WHAT NEEDS TO BE DONE: Rewrite every line of all the entries below as a JSON list of strings, one string per line, with blank lines skipped. Leave the pictures out of your answer.

[Labeling and segmentation entries]
....................

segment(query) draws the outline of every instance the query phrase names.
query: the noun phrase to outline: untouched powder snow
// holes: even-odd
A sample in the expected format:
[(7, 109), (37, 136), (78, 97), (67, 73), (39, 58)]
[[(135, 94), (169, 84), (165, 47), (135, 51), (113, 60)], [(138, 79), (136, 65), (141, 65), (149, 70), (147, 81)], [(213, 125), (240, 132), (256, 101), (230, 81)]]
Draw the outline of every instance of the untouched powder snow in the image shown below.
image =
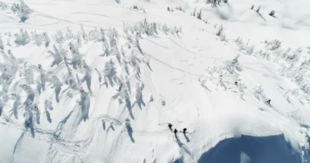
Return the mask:
[(310, 3), (24, 1), (0, 1), (0, 162), (309, 161)]

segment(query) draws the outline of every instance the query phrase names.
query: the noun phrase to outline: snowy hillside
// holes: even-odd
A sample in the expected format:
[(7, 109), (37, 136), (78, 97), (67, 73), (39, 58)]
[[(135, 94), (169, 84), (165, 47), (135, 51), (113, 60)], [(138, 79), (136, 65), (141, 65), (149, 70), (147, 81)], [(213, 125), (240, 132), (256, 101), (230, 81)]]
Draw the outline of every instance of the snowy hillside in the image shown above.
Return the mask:
[(307, 162), (309, 5), (0, 0), (0, 162)]

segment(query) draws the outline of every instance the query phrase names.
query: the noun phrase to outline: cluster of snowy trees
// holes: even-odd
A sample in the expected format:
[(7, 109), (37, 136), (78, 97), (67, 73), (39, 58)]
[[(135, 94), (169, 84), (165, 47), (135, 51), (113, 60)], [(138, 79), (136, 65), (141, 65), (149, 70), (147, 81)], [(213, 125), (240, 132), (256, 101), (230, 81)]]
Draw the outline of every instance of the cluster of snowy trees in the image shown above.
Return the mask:
[(206, 0), (206, 4), (211, 4), (212, 7), (217, 7), (220, 3), (227, 3), (228, 0)]
[(169, 7), (169, 6), (167, 8), (167, 10), (168, 10), (168, 11), (173, 12), (174, 9), (180, 11), (184, 13), (185, 12), (185, 9), (184, 8), (183, 8), (180, 5), (180, 6), (176, 7), (175, 8)]
[[(80, 97), (77, 106), (81, 108), (80, 115), (82, 115), (78, 120), (86, 121), (88, 118), (92, 94), (93, 72), (98, 75), (100, 86), (105, 85), (107, 89), (117, 87), (117, 93), (112, 97), (117, 99), (120, 104), (125, 103), (124, 106), (130, 112), (136, 105), (140, 107), (145, 106), (143, 97), (144, 85), (140, 82), (141, 69), (144, 65), (150, 70), (151, 68), (150, 59), (142, 52), (139, 40), (143, 35), (154, 36), (159, 32), (167, 35), (177, 34), (182, 32), (182, 28), (168, 27), (145, 19), (135, 23), (124, 23), (123, 31), (123, 37), (120, 37), (118, 32), (112, 28), (95, 29), (86, 33), (81, 25), (80, 31), (77, 33), (67, 28), (65, 31), (59, 31), (52, 35), (51, 40), (46, 32), (39, 34), (35, 31), (29, 33), (21, 29), (14, 35), (16, 45), (44, 44), (48, 49), (45, 55), (53, 60), (47, 65), (40, 63), (38, 65), (29, 65), (24, 59), (15, 58), (9, 46), (2, 46), (4, 50), (1, 51), (1, 55), (4, 61), (0, 61), (0, 84), (3, 86), (0, 90), (0, 115), (5, 107), (12, 107), (14, 116), (18, 118), (18, 111), (23, 107), (24, 109), (21, 110), (25, 125), (33, 130), (34, 125), (40, 123), (42, 112), (50, 123), (52, 117), (49, 112), (53, 110), (53, 103), (61, 102), (61, 96), (72, 98), (78, 94)], [(7, 36), (8, 40), (13, 39), (11, 36)], [(123, 38), (124, 41), (119, 41), (120, 38)], [(98, 56), (108, 61), (101, 68), (97, 67), (94, 70), (88, 65), (79, 50), (84, 44), (91, 41), (102, 43), (102, 52)], [(1, 45), (3, 44), (3, 41), (1, 42)], [(120, 44), (120, 42), (124, 43)], [(61, 65), (65, 66), (60, 67)], [(61, 71), (61, 74), (46, 70), (62, 67), (67, 71)], [(134, 90), (131, 83), (133, 78), (139, 81), (134, 84), (136, 86)], [(87, 87), (87, 90), (84, 87)], [(53, 98), (47, 97), (43, 103), (41, 103), (39, 97), (47, 90), (55, 95)], [(26, 95), (24, 100), (20, 96), (21, 93)], [(6, 105), (10, 100), (14, 101), (13, 106)]]
[(0, 1), (0, 9), (2, 10), (8, 10), (10, 9), (9, 4), (5, 2)]
[(196, 7), (195, 7), (195, 9), (194, 9), (194, 12), (193, 12), (192, 13), (191, 13), (191, 15), (196, 17), (198, 19), (201, 20), (202, 16), (202, 13), (201, 11), (201, 9), (200, 9), (200, 10), (199, 12), (197, 12), (197, 13), (196, 13)]
[[(251, 10), (254, 10), (254, 4), (252, 5), (252, 6), (251, 6)], [(259, 6), (259, 7), (256, 9), (255, 11), (257, 13), (260, 13), (260, 10), (261, 10), (261, 5), (260, 5)], [(275, 16), (274, 15), (275, 14), (275, 10), (272, 10), (271, 11), (270, 11), (270, 12), (269, 12), (269, 13), (268, 14), (269, 15), (275, 17)]]
[(31, 32), (29, 34), (27, 31), (23, 29), (20, 29), (19, 33), (16, 33), (15, 43), (16, 45), (25, 45), (29, 43), (32, 41), (38, 46), (41, 46), (43, 42), (45, 42), (45, 47), (48, 46), (50, 39), (46, 32), (42, 34), (38, 34), (35, 31), (34, 32)]
[(134, 5), (132, 7), (130, 7), (130, 9), (133, 9), (133, 10), (136, 10), (137, 11), (142, 11), (143, 13), (146, 13), (146, 11), (145, 11), (145, 9), (144, 9), (141, 6), (138, 6), (137, 5)]
[(309, 48), (298, 47), (295, 49), (283, 47), (282, 42), (277, 39), (266, 40), (264, 48), (255, 50), (254, 45), (245, 44), (242, 38), (236, 41), (240, 50), (249, 55), (260, 56), (281, 66), (282, 76), (290, 78), (299, 86), (290, 93), (297, 97), (310, 100), (310, 57)]
[(23, 0), (19, 0), (19, 4), (13, 3), (11, 7), (11, 10), (20, 18), (19, 22), (24, 22), (29, 18), (29, 15), (32, 13), (32, 11)]
[(32, 11), (29, 7), (25, 4), (23, 0), (19, 0), (19, 3), (13, 3), (11, 8), (8, 3), (0, 2), (0, 9), (2, 10), (9, 10), (16, 14), (20, 18), (19, 22), (24, 22), (29, 19), (29, 15), (31, 14)]
[(255, 45), (249, 45), (249, 40), (248, 40), (246, 44), (245, 44), (243, 40), (242, 40), (242, 38), (240, 37), (235, 41), (237, 45), (239, 48), (239, 50), (245, 51), (246, 53), (250, 55), (254, 52)]
[(218, 26), (217, 24), (214, 25), (214, 28), (217, 30), (215, 35), (220, 38), (221, 41), (227, 42), (228, 40), (226, 38), (226, 35), (224, 33), (224, 28), (222, 25)]
[(198, 78), (200, 86), (210, 91), (208, 86), (215, 84), (224, 91), (229, 90), (237, 93), (243, 99), (247, 87), (240, 78), (239, 72), (242, 70), (242, 67), (238, 61), (239, 57), (240, 55), (237, 55), (231, 61), (208, 67), (205, 70), (207, 73)]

....................

FINISHED TASK:
[
  "segment(query) draws the outline of every instance the query phrase names.",
  "query: the noun phrase to outline: untouched powder snow",
  "// holes: even-odd",
  "A sample in the expected format:",
  "[(7, 109), (37, 136), (78, 97), (67, 73), (39, 58)]",
  "[[(135, 94), (169, 84), (165, 47), (135, 51), (113, 60)], [(138, 79), (136, 65), (141, 65), (149, 70), (147, 81)], [(213, 125), (240, 132), (256, 101), (230, 81)]]",
  "Draw the outline of every instance of the untouched powder snow in the image shown below.",
  "image =",
  "Return the mask:",
  "[(310, 3), (24, 1), (0, 1), (0, 162), (309, 161)]",
  "segment(query) draws the outline of every instance the query phrase names.",
  "query: the noun phrase to outline: snowy hillside",
  "// holes: even-odd",
  "A sample in the expected format:",
  "[(7, 109), (37, 136), (78, 97), (67, 73), (39, 58)]",
  "[[(135, 94), (169, 84), (165, 47), (135, 51), (113, 60)], [(138, 79), (136, 65), (141, 65), (149, 70), (147, 81)], [(213, 125), (240, 132), (256, 101), (230, 81)]]",
  "Draw the outline of every instance of the snowy hillside in the image shown above.",
  "Return the mask:",
  "[(307, 162), (309, 5), (0, 0), (0, 162)]",
  "segment(query) draws the outline of every instance the query phrase names.",
  "query: the noun phrase to outline: cluster of snowy trees",
  "// holes: even-odd",
  "A sample in the expected format:",
  "[(7, 109), (37, 136), (78, 97), (67, 73), (39, 58)]",
  "[[(135, 94), (169, 84), (165, 47), (135, 51), (113, 60)], [(138, 79), (136, 65), (141, 65), (149, 70), (147, 81)], [(213, 125), (240, 132), (256, 101), (230, 81)]]",
  "Draw the outline of every instance of the cluster of snowy trees in the image shown above.",
  "Return the mask:",
  "[(206, 0), (206, 4), (211, 4), (212, 7), (217, 7), (220, 3), (227, 3), (228, 0)]",
  "[(169, 7), (169, 6), (167, 8), (167, 10), (168, 10), (168, 11), (173, 12), (174, 9), (180, 11), (184, 13), (185, 12), (185, 9), (184, 8), (183, 8), (180, 5), (180, 6), (176, 7), (175, 8)]",
  "[[(80, 97), (77, 106), (81, 108), (80, 115), (82, 115), (78, 120), (86, 121), (88, 118), (92, 94), (93, 72), (98, 75), (100, 86), (105, 85), (107, 89), (117, 87), (117, 93), (112, 97), (117, 99), (120, 104), (125, 103), (124, 106), (130, 112), (136, 105), (140, 107), (145, 106), (143, 97), (144, 85), (140, 82), (141, 69), (144, 65), (150, 70), (151, 68), (150, 59), (142, 52), (139, 40), (143, 35), (154, 36), (159, 32), (167, 35), (177, 34), (182, 32), (182, 28), (168, 27), (145, 19), (135, 23), (124, 23), (123, 31), (123, 37), (120, 37), (118, 32), (112, 28), (95, 29), (86, 33), (81, 25), (80, 31), (77, 33), (67, 28), (65, 31), (59, 31), (52, 35), (51, 40), (46, 32), (39, 34), (35, 31), (29, 33), (21, 29), (14, 35), (16, 45), (44, 44), (48, 49), (45, 55), (53, 60), (47, 65), (40, 63), (38, 65), (29, 65), (24, 59), (15, 58), (9, 46), (2, 46), (4, 50), (1, 51), (1, 55), (4, 61), (0, 61), (0, 84), (3, 86), (0, 90), (0, 115), (5, 107), (12, 107), (14, 116), (18, 118), (18, 111), (23, 107), (24, 109), (21, 110), (25, 125), (33, 130), (34, 125), (40, 123), (42, 112), (50, 123), (52, 117), (49, 112), (53, 110), (53, 103), (61, 102), (61, 96), (72, 98), (78, 94)], [(7, 36), (8, 40), (13, 39), (11, 36)], [(123, 38), (124, 41), (119, 41), (120, 38)], [(98, 56), (108, 61), (101, 68), (97, 67), (94, 70), (88, 65), (79, 50), (84, 44), (91, 41), (102, 43), (102, 52)], [(1, 45), (3, 44), (3, 41), (1, 42)], [(120, 44), (120, 42), (124, 43)], [(61, 65), (65, 66), (60, 67)], [(61, 71), (61, 74), (46, 70), (62, 67), (67, 71)], [(134, 90), (131, 83), (133, 78), (139, 81), (134, 84), (136, 86)], [(87, 87), (87, 90), (84, 87)], [(53, 98), (47, 97), (43, 103), (41, 103), (39, 97), (47, 90), (55, 95)], [(26, 95), (24, 100), (20, 96), (21, 93)], [(6, 105), (10, 100), (14, 101), (13, 106)]]",
  "[(0, 1), (0, 9), (2, 10), (8, 10), (10, 9), (9, 4), (5, 2)]",
  "[(196, 7), (195, 7), (195, 9), (194, 9), (194, 12), (193, 12), (192, 13), (191, 13), (191, 15), (196, 17), (198, 19), (201, 20), (202, 16), (202, 13), (201, 11), (201, 9), (200, 9), (200, 10), (199, 12), (197, 12), (197, 13), (196, 13)]",
  "[[(251, 10), (254, 10), (254, 4), (252, 5), (252, 6), (251, 6)], [(259, 6), (259, 7), (256, 9), (255, 11), (257, 13), (260, 13), (260, 10), (261, 10), (261, 5), (260, 5)], [(275, 16), (274, 15), (275, 14), (275, 10), (272, 10), (271, 11), (270, 11), (270, 12), (269, 12), (269, 13), (268, 14), (269, 15), (275, 17)]]",
  "[(31, 32), (29, 34), (27, 31), (23, 29), (20, 29), (19, 33), (16, 33), (15, 43), (16, 45), (25, 45), (29, 43), (32, 41), (38, 46), (41, 46), (43, 42), (45, 42), (45, 47), (48, 46), (50, 39), (46, 32), (42, 34), (38, 34), (35, 31), (34, 32)]",
  "[(134, 5), (132, 7), (130, 7), (130, 9), (133, 9), (133, 10), (136, 10), (137, 11), (142, 11), (143, 13), (146, 13), (146, 11), (145, 11), (145, 9), (144, 9), (141, 6), (138, 6), (137, 5)]",
  "[(309, 48), (298, 47), (295, 49), (283, 47), (282, 42), (277, 39), (266, 40), (264, 48), (255, 50), (254, 45), (245, 44), (242, 38), (236, 41), (240, 50), (249, 55), (260, 56), (281, 66), (282, 76), (290, 78), (299, 86), (290, 93), (297, 97), (310, 100), (310, 57)]",
  "[(23, 0), (19, 0), (19, 4), (13, 3), (11, 7), (11, 10), (20, 18), (19, 22), (24, 22), (29, 18), (29, 15), (32, 13), (32, 11)]",
  "[(32, 11), (29, 7), (25, 4), (23, 0), (19, 0), (19, 3), (13, 3), (11, 8), (8, 3), (0, 2), (0, 9), (2, 10), (9, 10), (16, 14), (20, 18), (19, 22), (24, 22), (29, 19), (29, 15), (31, 14)]",
  "[(255, 45), (249, 45), (249, 40), (248, 40), (246, 44), (245, 44), (243, 40), (242, 40), (242, 38), (240, 37), (235, 41), (237, 45), (239, 48), (239, 50), (245, 51), (246, 53), (250, 55), (254, 52)]",
  "[(218, 26), (217, 24), (214, 25), (214, 28), (217, 30), (215, 35), (220, 38), (221, 41), (227, 42), (228, 40), (226, 38), (226, 35), (224, 33), (224, 28), (222, 25)]",
  "[(198, 78), (200, 86), (210, 91), (208, 86), (215, 84), (224, 91), (229, 90), (237, 93), (243, 99), (247, 87), (240, 78), (239, 72), (242, 70), (242, 67), (238, 61), (239, 57), (240, 55), (237, 55), (231, 61), (208, 67), (205, 70), (207, 73)]"
]